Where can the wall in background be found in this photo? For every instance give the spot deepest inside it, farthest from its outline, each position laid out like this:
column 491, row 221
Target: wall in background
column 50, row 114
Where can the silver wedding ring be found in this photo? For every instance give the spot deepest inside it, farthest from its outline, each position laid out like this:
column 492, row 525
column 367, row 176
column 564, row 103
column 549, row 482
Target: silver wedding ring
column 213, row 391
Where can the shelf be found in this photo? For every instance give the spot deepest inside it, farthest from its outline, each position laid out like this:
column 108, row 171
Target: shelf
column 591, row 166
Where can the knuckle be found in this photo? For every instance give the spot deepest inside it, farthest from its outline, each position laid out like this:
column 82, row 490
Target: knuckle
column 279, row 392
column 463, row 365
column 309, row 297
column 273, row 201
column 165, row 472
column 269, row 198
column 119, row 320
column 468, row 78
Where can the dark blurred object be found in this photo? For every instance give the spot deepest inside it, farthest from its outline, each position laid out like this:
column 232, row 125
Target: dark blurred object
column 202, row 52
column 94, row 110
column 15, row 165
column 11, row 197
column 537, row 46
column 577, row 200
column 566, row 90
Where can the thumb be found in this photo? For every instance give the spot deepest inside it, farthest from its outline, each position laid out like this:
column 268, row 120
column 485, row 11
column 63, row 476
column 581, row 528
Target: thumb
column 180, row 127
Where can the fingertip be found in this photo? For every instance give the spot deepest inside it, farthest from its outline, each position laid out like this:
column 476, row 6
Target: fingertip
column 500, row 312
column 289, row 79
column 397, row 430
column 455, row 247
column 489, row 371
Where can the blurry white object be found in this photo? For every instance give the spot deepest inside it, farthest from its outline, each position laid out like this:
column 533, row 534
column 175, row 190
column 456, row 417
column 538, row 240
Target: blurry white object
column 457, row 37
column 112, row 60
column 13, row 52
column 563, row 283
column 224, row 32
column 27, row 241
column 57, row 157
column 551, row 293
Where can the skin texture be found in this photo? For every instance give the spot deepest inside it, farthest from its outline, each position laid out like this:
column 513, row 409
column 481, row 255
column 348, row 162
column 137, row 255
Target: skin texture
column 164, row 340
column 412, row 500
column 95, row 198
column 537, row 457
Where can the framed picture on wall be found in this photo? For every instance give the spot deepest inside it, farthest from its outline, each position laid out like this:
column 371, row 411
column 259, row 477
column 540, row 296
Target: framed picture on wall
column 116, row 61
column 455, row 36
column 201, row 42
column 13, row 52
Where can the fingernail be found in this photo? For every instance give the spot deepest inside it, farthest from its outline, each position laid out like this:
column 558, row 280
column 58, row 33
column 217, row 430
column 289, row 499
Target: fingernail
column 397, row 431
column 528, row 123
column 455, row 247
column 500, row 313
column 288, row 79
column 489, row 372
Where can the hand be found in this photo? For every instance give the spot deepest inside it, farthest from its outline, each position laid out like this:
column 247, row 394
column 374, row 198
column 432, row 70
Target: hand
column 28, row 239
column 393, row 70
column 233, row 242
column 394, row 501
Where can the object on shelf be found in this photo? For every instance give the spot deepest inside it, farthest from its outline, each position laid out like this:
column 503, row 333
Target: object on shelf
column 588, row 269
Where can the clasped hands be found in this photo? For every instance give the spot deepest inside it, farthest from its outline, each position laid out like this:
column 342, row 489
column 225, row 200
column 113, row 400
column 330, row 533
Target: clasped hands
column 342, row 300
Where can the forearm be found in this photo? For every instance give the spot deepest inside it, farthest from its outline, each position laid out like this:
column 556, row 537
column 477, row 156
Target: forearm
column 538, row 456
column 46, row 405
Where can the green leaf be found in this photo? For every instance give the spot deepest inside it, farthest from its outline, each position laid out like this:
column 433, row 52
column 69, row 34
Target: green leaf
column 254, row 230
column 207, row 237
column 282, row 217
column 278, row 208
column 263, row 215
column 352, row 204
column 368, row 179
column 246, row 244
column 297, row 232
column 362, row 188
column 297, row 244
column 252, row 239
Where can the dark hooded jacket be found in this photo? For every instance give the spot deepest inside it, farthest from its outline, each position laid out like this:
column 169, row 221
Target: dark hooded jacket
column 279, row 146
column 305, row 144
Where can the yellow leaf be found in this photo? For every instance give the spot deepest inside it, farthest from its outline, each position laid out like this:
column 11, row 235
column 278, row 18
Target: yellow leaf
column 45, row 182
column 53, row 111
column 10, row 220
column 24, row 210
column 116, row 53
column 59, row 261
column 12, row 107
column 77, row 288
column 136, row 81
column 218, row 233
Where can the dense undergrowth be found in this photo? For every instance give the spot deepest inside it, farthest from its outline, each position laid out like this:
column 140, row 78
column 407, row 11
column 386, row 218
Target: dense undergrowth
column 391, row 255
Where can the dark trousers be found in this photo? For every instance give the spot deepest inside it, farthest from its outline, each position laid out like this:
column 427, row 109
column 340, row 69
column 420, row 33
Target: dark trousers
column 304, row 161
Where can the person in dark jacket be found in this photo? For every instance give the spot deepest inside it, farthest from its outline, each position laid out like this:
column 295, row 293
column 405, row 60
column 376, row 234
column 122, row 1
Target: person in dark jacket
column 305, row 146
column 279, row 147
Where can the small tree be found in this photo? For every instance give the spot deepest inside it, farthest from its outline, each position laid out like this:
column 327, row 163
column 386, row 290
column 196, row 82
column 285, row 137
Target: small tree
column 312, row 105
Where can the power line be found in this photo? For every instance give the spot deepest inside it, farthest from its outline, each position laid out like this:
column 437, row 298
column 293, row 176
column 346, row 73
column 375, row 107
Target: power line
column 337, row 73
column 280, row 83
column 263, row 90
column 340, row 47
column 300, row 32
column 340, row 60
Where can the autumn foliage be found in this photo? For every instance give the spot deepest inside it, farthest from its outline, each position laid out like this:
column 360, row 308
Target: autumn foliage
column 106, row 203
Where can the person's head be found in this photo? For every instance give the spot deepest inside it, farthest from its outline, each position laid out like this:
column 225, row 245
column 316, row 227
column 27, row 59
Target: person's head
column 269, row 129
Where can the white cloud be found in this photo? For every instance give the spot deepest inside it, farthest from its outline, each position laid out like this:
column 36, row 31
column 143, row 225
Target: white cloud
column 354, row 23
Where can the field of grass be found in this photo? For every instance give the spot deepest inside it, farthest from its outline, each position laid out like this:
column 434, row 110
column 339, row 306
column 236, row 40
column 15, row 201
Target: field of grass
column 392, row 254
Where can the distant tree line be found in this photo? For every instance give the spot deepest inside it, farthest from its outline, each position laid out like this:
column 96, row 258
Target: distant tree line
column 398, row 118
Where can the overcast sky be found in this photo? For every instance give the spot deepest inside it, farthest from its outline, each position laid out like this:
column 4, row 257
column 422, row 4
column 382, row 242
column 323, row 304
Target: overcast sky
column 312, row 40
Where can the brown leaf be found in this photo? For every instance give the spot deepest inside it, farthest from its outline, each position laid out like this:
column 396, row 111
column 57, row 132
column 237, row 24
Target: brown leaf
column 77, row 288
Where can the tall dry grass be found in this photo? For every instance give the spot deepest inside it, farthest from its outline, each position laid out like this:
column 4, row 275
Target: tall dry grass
═══
O QUE FAZER: Repita sem nenhuma alteração as linhas dos dados acima, do começo até a linha com "column 213, row 391", incluindo essa última.

RESPOSTA:
Where can the wall in background be found in this photo? For every instance give the spot deepest inside it, farthest from its outline, each position laid out like this:
column 491, row 221
Target: wall in background
column 50, row 114
Where can the silver wedding ring be found in this photo? For every instance give the spot deepest inside it, farthest from its outline, each position laid out like this:
column 492, row 525
column 367, row 176
column 564, row 103
column 549, row 482
Target: silver wedding ring
column 213, row 391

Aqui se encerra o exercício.